Pourriez-vous recopier à l'identique, ligne par ligne, l'ensemble du matériel ci-dessous ?

__Lignes de données d'annotation par boîtes__:
╔══

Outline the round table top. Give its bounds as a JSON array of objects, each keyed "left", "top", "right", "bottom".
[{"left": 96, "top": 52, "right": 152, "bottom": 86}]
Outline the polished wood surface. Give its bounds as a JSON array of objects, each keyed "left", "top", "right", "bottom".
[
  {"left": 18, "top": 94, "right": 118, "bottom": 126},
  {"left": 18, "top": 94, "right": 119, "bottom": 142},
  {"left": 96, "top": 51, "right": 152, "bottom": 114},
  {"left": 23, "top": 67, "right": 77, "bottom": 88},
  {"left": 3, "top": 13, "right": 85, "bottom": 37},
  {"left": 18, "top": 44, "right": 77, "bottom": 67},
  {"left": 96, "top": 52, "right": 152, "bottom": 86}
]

╚══

__RÉSULTAT OBTENU__:
Outline the round table top. Give its bounds as a JSON array of objects, each keyed "left", "top", "right", "bottom".
[{"left": 96, "top": 52, "right": 152, "bottom": 86}]
Outline the polished wood surface. Give its bounds as a JSON array of objects, each keyed "left", "top", "right", "bottom".
[
  {"left": 18, "top": 94, "right": 118, "bottom": 126},
  {"left": 18, "top": 94, "right": 119, "bottom": 142},
  {"left": 96, "top": 51, "right": 152, "bottom": 114},
  {"left": 23, "top": 67, "right": 77, "bottom": 88},
  {"left": 3, "top": 13, "right": 85, "bottom": 37},
  {"left": 18, "top": 44, "right": 77, "bottom": 67},
  {"left": 96, "top": 52, "right": 152, "bottom": 86}
]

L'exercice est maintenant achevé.